=== Bacaan yang Diberikan ===
Selasa 09 Juli 2019, 15:58 WIB
Kasus Baiq Nuril dan Kritik Keadilan Undang-Undang Grasi
Seperti ramai diberitakan, Mahkamah Agung (MA) menolak permohonan Peninjauan Kembali (PK) yang diajukan oleh Baiq Nuril. Ini berarti Baiq Nuril sebagai terpidana akan menjalani hukum pidana enam bulan penjara dan denda Rp 500 juta subsider tiga bulan kurungan sesuai putusan Kasasi MA.
Berbagai pendapat publik mengenai putusan PK MA terhadap Baiq Nuril tersebut terus bermunculan. Ada yang menyebutkan putusan tersebut tidak melindungi perempuan, ada pula yang menuturkan bahwa pengadilan tahu hukum, tapi buta akan keadilan. Bahkan tak jarang publik menilai Baiq Nuril adalah korban kriminalisasi.
Namun apa pun kritik publik terhadap putusan PK tersebut, putusan PK tetaplah produk hukum yang bersifat mengikat. Baiq Nuril tetaplah seorang terpidana, yaitu seseorang yang terbukti secara legal telah melakukan kejahatan sehingga harus menjalani hukuman.
Kewenangan Amnesti Pasca PK Baiq Nuril ditolak MA, Presiden Jokowi memberikan tanggapan untuk mempertimbangkan apakah akan memberikan amnesti atau tidak kepada Baiq Nuril.
=== Kutipan Data ===
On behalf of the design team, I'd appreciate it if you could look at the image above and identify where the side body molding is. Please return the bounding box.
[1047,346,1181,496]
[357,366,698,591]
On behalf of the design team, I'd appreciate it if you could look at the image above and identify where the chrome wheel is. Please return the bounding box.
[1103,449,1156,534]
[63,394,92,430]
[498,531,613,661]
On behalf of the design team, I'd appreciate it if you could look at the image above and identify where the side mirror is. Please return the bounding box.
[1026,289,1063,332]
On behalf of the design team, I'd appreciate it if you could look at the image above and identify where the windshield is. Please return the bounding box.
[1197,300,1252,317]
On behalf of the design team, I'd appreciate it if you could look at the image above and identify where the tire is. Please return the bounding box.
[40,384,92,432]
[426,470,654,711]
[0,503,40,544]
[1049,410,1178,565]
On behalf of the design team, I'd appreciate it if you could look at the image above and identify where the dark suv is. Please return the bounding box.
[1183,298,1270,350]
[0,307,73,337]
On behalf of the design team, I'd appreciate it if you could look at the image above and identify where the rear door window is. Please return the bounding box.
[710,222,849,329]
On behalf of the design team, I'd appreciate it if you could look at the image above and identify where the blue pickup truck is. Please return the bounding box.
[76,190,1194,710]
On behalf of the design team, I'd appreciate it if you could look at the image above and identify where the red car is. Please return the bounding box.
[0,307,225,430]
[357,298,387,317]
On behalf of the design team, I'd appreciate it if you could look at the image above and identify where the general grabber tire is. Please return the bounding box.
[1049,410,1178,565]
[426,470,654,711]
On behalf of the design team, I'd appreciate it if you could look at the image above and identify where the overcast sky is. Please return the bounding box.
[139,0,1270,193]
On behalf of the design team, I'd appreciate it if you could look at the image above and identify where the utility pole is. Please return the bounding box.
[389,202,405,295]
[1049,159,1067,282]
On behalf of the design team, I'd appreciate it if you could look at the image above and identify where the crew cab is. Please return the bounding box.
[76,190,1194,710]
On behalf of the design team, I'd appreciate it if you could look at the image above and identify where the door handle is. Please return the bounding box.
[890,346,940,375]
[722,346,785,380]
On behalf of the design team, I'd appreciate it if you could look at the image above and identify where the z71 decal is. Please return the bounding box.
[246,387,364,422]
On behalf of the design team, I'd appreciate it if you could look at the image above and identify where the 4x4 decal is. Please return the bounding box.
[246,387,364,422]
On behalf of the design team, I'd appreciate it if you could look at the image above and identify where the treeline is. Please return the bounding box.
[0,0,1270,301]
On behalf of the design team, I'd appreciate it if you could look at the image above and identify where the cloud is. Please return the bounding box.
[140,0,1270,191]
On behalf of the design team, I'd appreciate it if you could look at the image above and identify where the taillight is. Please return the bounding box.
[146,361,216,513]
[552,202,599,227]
===
> **Tugas yang Diminta**:
A) Menurut artikel tentang kasus Baiq Nuril, hukuman apa yang harus dijalani Baiq Nuril sesuai putusan Kasasi MA?
B) Tulis lanjutan artikel tentang kasus Baiq Nuril, dimulai setelah kalimat terakhirnya.
Entri-entri di atas diambil dari sumber yang berbeda.

> **Hasil Tugas**:
A) Enam bulan penjara dan denda Rp 500 juta subsider tiga bulan kurungan.

B)
Hasrat agar memperoleh amnesti dari presiden tentulah sesuatu yang diinginkan oleh banyak terpidana termasuk Baiq Nuril. Sebab dampak yuridis dari pemberian amnesti oleh presiden kepada seorang terpidana akan menghapuskan segala akibat dari ancaman hukum pidana. Ini berarti terpidana yang memperoleh amnesti tidak perlu lagi menjalani pidana yang dijatuhkan oleh pengadilan kepadanya.
Lalu, ketentuan apakah yang disyaratkan oleh undang-undang untuk memperoleh amnesti dari Presiden? Pasal 1 Undang-Undang Darurat Nomor 11 Tahun 1954 Tanggal 27 Desember 1954 Tentang Amnesti dan Abolisi menerangkan bahwa Presiden atas kepentingan Negara, dapat memberi amnesti kepada orang-orang yang telah melakukan sesuatu tindakan pidana.
Dalam perangkat norma tentang amnesti tidak ada pembatasan yang diberikan oleh aturan hukum mengenai kriteria pidana yang dijatuhkan kepada terpidana sebagaimana yang kita jumpai dalam syarat tentang grasi. Artinya, sekalipun Baiq Nuril dipidana di bawah 2 tahun, ia diberikan hak untuk mengajukan permohonan amnesti kepada Presiden.
Syarat yang diberikan oleh undang-undang kepada Presiden untuk memberikan amnesti kepada terpidana adalah amnesti tersebut diberikan atas kepentingan negara. Timbul pertanyaan, apakah memberikan amnesti kepada Baiq Nuril masuk kategori kepentingan negara?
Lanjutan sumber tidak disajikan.